THE PROBLEM: Take the data below and repeat it exactly.

(Dataset excerpts on object pointing)
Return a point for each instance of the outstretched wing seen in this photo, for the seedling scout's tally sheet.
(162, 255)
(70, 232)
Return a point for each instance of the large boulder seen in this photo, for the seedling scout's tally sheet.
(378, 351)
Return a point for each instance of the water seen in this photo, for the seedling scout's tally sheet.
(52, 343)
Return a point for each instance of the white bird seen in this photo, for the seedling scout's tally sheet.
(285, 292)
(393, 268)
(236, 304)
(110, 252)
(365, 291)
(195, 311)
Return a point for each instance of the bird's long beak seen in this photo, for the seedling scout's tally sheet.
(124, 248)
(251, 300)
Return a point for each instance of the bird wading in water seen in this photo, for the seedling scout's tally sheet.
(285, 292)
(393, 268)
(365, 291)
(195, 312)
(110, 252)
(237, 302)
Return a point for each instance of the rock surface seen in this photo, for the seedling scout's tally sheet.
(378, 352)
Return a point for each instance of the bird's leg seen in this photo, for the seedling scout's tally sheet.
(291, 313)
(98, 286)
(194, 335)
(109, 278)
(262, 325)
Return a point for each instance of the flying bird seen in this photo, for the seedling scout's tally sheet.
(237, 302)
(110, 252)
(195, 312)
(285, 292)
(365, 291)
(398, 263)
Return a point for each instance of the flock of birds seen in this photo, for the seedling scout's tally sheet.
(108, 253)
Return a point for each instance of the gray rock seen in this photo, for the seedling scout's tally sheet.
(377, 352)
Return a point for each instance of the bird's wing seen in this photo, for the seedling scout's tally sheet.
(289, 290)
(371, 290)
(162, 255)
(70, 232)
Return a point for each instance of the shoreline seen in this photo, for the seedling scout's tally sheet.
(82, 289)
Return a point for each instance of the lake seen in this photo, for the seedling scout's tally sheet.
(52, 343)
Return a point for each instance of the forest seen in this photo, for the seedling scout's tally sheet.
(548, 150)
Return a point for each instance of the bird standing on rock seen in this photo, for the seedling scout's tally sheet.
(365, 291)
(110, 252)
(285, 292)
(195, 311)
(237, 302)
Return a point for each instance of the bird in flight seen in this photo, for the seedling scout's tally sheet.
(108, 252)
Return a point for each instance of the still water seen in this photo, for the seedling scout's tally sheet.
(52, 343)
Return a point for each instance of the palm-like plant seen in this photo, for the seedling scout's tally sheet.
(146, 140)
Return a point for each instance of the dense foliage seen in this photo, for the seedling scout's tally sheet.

TASK RESULT:
Return a point for each instance of the outstretched wing seen in this photo, for the seedling scout's tally sheet.
(162, 255)
(70, 232)
Return a point for each instance of the large boulder seen in this photo, for the seedling scout's tally sheet.
(378, 351)
Return a point for each instance of the water seen in this photo, for the seedling scout's tally sheet.
(52, 343)
Return a point for each instance of the white bird seen in this photo, for the seedling scout's tally sheet.
(285, 292)
(393, 268)
(236, 304)
(110, 252)
(365, 291)
(195, 311)
Return a point for each instance of the bird's long beak seen in this photo, for the seedling scout's tally sheet.
(124, 248)
(251, 300)
Return a point for each instance of the bird wading in water seen in this photo, for the seedling scout's tally sheet.
(285, 292)
(393, 268)
(365, 291)
(195, 312)
(110, 252)
(237, 302)
Return a point for each instance of the rock surface seen in this photo, for the seedling scout's tally sheet.
(378, 352)
Return a point for each instance of the bird's leg seen in this photo, for the seedling scout's tally sheet.
(291, 313)
(98, 286)
(194, 335)
(109, 278)
(262, 325)
Return a point for each instance of the flying bird seen in this photo, for the seedling scout's tally sheet.
(237, 302)
(110, 252)
(195, 312)
(285, 292)
(365, 291)
(398, 263)
Return a point for each instance of the flock of birds seen in this photo, for the seedling scout's tally sheet.
(108, 253)
Return a point for each instance of the gray rock seen in this photo, for the seedling scout's tally sheet.
(377, 352)
Return a point for each instance of the bird's wing seen in this photo, for the seedling scout's tally sheet.
(289, 290)
(371, 290)
(162, 255)
(70, 232)
Return a point for each instance of the shoreline seen in this photo, for the seedling scout's tally sheet.
(82, 289)
Return a point for each instance of the lake seen in this photo, for the seedling scout's tally sheet.
(52, 343)
Return a point for each instance of the forest seen in this photo, for the seedling scout's tally sheet.
(548, 150)
Return a point for each instance of the bird standing on rock seen in this photo, for the seedling scout's tally sheet.
(365, 291)
(110, 252)
(285, 292)
(195, 311)
(237, 302)
Return a point for each instance of the bird in flight seen in this photo, for the seedling scout's tally sheet.
(108, 252)
Return a point for each instance of the still water seen in this photo, for the seedling scout's tally sheet.
(52, 343)
Return a point for each instance of the palm-like plant seen in this photo, for the seedling scout's tally sheet.
(146, 140)
Return a point for each instance of the dense foliage seen in this photo, for the seedling scout's tally sheet.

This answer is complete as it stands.